TASK TO CARRY OUT: Rewrite the blog post starting with "Well, not exactly" and going on through "its antidepressant treatments.", swapping "mantra" for "advice".

EXTRACT TO READ:
Tuesday, May 5, 2009

Look for Me on "60 Minutes"

Well, not exactly (and no thank you). But lacking both time and other pressing concerns today, I belatedly take note of a passing mention of the humble blog in Melissa Healy's health column in the Los Angeles Times last month.

The common mantra now is that if you have depression, seek treatment because it is a treatable illness. By all means seek treatment, but part of psychiatry's soft underbelly (well, okay, psychiatry is really pretty soft all over, a real pussycat) is the weakness of its antidepressant treatments.

Based on both my clinical experience and my understanding of the literature, I don't buy the argument that antidepressants are a vast fraud, no better than placebo. But they're certainly not as robust as many would like to believe.

Often in this blog I have been critical of psychiatry, and the profession has left a lot to be desired in terms of the results it delivers. And I know that the most puerile response to criticism of any field is to say, "Well, do you think you could do better?" As my recently profiled favorite Samuel Johnson put it, one needn't be skilled at making tables in order to offer an informed critique of a particular table.

However, when the antipsychiatry folks shake their heads in disgust when patients end up on multiple medications, often "off label" and carrying significant side effects, I can't help wondering what they would do if faced with the patients psychiatrists see. Tell them to eat healthy food, get fresh air and exercise, find God, get married, get divorced, get a therapist? What if you do all these things and a hundred more, and try all the FDA-indicated treatments for depression, and years go by, and nothing happens? Well, you get creative, in a sometimes desperate attempt to alleviate suffering. It is easy to disdain the endeavor in a blog, with no patient sitting across from you.

5 comments:

Retriever said...

Good post. My family members and I will snarl at the next person who snarks about how depressed people are just whiners, that depression is treatable, that it can be cured in six sessions of CBT and with one course of SSRIs. Treatment-resistant doesn't even begin to describe the disorders that afflict my relatives. And I do not mean that the patients are resistant to seeking, paying for, and following the advice of their doctors. But rather that nothing helps completely or for long. Some of us have found very good doctors to whom (not to meds or one kind of formulaic therapy) we owe our lives.

MATERIAL PROVIDED:
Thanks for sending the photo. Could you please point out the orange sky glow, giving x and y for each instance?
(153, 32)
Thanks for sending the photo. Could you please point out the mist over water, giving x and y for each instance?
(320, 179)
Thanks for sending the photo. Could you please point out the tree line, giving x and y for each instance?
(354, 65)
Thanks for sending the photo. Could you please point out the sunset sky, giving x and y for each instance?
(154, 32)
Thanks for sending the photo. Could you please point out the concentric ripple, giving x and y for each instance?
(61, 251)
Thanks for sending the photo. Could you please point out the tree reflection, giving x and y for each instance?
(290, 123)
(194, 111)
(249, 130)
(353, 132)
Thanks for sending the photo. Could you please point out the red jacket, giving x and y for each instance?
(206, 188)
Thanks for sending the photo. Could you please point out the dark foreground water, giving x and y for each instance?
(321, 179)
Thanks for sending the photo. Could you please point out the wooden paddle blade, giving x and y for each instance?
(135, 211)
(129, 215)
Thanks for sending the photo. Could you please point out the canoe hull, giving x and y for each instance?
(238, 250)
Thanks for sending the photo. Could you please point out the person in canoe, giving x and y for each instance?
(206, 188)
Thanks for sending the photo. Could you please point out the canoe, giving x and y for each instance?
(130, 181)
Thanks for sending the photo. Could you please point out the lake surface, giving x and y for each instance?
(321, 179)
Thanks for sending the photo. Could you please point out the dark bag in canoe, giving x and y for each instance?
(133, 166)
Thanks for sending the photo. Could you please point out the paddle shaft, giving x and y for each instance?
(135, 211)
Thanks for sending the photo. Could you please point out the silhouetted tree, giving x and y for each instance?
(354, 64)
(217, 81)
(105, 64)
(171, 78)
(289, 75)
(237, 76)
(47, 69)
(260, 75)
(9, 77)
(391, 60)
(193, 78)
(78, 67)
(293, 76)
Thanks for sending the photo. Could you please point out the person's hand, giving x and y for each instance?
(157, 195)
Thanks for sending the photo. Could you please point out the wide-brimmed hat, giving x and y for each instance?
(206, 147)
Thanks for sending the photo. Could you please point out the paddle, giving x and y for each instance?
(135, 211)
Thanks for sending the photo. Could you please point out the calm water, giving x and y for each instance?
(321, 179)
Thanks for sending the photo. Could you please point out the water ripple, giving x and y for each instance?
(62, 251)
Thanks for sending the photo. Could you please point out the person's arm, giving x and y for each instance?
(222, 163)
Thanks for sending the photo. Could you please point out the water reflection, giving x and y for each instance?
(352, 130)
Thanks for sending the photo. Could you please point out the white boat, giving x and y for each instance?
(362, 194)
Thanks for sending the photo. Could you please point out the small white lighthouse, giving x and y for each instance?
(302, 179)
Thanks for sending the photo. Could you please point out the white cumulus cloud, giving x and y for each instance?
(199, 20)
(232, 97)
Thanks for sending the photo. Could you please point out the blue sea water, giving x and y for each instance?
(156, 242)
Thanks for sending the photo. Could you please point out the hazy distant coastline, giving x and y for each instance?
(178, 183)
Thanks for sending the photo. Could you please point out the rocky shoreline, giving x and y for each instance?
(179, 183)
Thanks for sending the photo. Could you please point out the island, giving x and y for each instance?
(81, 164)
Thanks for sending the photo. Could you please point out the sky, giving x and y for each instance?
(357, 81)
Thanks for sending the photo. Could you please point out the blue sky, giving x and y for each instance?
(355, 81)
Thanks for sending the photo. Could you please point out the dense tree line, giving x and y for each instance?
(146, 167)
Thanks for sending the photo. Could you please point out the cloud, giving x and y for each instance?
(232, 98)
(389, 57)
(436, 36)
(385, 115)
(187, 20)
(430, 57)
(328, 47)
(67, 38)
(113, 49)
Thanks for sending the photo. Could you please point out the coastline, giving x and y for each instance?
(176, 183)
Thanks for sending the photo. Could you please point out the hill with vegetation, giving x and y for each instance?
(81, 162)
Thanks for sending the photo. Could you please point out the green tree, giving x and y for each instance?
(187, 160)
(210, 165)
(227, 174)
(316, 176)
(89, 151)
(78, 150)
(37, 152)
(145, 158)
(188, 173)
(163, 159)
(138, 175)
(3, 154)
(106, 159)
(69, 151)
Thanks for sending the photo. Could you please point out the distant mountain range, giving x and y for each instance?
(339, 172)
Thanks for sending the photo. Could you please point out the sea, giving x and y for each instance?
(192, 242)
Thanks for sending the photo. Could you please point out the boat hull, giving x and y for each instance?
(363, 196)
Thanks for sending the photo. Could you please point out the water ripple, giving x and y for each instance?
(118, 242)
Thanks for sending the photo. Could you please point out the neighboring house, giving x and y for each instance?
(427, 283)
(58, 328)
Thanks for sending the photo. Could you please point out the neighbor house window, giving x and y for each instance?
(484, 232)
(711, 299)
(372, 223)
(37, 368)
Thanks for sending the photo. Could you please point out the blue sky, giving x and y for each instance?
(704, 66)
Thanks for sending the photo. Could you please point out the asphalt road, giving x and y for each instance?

ANSWER AREA:
Well, not exactly (and no thank you). But lacking both time and other pressing concerns today, I belatedly take note of a passing mention of the humble blog in Melissa Healy's health column in the Los Angeles Times last month.

The common advice now is that if you have depression, seek treatment because it is a treatable illness. By all means seek treatment, but part of psychiatry's soft underbelly (well, okay, psychiatry is really pretty soft all over, a real pussycat) is the weakness of its antidepressant treatments.